## Document:
John A. Guldan was born in May 1950. He was the second of 13 children and the oldest boy in the family. Though coming from a large family, Guldan never failed to stand out. While attending Marist High School in Chicago, Guldan excelled at leadership and academics. He helped found his school’s cross-country program and soon rose to team captain. While leading his team into athletic competitions, he also earned high marks under his school’s honors program.
Having strong grades and stellar displays of leadership with his high school’s cross-country team, Guldan graduated from high school in 1968 and received an athletic scholarship to attend Defiance College in Ohio. After one semester, Guldan decided to return home and attend a college in Chicago. Nonetheless, he continued to run competitively, and cross-country seemed like what he planned to do in the near future.
Yet, Guldan soon saw another future for himself. Nightly newscasts of the Vietnam War and weekly casualty and death counts dominated the media in the late 1960s. As he watched the numbers rise, Guldan knew he could no longer remain idle while other men of his age fought for the country. In 1969, he made the decision to leave school and enlist in the Marine Corps.

[Outline annotation records]

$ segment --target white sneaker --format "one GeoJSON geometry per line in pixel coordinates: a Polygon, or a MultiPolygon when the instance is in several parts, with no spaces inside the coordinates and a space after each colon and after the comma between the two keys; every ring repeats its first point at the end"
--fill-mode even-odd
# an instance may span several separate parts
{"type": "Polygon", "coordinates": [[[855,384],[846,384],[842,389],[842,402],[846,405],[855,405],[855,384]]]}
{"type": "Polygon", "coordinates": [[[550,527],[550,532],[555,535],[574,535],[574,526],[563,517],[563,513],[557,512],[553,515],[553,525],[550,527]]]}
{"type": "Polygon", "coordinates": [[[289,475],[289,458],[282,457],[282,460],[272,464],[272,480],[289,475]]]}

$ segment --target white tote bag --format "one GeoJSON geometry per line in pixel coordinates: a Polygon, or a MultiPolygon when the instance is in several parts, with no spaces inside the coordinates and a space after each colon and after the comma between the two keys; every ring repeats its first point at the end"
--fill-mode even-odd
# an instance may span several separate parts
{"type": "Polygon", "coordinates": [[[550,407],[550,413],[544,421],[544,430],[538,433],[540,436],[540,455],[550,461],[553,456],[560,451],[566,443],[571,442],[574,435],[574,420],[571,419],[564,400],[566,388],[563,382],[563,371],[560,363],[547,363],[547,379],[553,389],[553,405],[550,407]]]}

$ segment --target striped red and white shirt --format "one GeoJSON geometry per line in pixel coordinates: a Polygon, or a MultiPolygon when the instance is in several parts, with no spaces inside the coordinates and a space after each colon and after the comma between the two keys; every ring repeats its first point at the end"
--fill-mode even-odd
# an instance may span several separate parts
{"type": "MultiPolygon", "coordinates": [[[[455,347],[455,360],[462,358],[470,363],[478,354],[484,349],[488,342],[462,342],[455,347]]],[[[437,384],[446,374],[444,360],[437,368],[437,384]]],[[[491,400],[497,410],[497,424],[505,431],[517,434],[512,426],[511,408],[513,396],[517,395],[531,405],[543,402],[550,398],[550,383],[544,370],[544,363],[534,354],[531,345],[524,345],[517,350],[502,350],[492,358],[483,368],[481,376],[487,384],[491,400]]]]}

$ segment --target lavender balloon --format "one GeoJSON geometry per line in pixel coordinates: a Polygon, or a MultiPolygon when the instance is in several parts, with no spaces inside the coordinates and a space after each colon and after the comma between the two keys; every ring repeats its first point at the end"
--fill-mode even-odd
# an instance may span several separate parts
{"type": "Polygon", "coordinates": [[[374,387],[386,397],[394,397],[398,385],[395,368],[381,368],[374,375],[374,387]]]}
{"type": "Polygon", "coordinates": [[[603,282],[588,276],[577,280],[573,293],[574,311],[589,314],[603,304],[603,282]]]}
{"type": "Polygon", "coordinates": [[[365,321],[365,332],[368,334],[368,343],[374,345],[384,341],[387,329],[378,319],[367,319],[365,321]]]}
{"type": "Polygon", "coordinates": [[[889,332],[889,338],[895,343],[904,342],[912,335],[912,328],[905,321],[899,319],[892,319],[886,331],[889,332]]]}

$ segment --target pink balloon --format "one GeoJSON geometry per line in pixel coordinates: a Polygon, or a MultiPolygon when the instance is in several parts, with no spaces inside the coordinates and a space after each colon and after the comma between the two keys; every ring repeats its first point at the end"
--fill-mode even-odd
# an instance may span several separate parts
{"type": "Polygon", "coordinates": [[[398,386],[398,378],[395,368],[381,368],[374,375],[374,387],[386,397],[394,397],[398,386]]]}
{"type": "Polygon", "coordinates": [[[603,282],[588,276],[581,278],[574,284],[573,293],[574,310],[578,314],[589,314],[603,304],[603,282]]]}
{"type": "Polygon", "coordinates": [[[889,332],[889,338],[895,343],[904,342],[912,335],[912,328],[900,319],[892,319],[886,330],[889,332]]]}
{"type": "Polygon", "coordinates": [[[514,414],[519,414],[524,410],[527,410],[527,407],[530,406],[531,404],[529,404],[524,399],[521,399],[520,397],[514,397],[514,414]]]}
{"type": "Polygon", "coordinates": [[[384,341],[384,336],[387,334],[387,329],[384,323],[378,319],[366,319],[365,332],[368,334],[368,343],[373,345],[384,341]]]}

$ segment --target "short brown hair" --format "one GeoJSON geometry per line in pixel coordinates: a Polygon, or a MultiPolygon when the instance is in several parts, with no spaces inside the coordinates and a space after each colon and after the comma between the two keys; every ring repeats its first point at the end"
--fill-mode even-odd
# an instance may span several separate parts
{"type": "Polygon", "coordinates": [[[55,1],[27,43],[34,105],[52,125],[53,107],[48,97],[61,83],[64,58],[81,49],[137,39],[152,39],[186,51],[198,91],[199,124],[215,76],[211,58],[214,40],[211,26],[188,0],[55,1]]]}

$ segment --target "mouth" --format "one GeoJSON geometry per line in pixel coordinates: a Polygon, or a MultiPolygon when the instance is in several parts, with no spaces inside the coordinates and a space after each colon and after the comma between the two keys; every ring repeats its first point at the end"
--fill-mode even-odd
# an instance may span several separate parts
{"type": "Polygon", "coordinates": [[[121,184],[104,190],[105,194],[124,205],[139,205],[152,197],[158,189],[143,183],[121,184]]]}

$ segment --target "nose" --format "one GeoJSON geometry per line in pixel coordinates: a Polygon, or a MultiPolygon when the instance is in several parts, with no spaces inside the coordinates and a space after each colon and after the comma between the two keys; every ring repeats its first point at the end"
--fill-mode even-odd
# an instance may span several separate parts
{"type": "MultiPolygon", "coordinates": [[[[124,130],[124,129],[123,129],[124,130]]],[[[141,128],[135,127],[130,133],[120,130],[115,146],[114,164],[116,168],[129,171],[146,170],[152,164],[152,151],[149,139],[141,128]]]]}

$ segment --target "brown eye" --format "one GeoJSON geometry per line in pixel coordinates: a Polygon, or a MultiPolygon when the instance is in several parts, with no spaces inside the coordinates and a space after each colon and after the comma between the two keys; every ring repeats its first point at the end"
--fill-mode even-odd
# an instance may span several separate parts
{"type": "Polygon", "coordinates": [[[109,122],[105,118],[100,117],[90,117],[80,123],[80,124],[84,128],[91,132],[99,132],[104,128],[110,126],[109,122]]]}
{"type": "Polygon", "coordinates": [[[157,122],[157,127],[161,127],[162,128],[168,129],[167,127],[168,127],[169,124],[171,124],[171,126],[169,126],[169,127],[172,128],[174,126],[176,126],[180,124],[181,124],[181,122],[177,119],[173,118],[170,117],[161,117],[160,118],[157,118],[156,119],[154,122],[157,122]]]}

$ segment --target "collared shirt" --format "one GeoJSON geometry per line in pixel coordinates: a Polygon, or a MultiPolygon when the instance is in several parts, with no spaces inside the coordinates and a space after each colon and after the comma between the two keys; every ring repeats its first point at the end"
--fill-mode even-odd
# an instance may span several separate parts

## Exercise A:
Reproduce word for word the passage of the Guldan biography from "Having strong grades" to "the near future.".
## Exercise B:
According to the Guldan biography, which college did Guldan attend on an athletic scholarship after finishing high school?
None of the work here draws on these records.

## Solution A:
Having strong grades and stellar displays of leadership with his high school’s cross-country team, Guldan graduated from high school in 1968 and received an athletic scholarship to attend Defiance College in Ohio. After one semester, Guldan decided to return home and attend a college in Chicago. Nonetheless, he continued to run competitively, and cross-country seemed like what he planned to do in the near future.

## Solution B:
Defiance College in Ohio.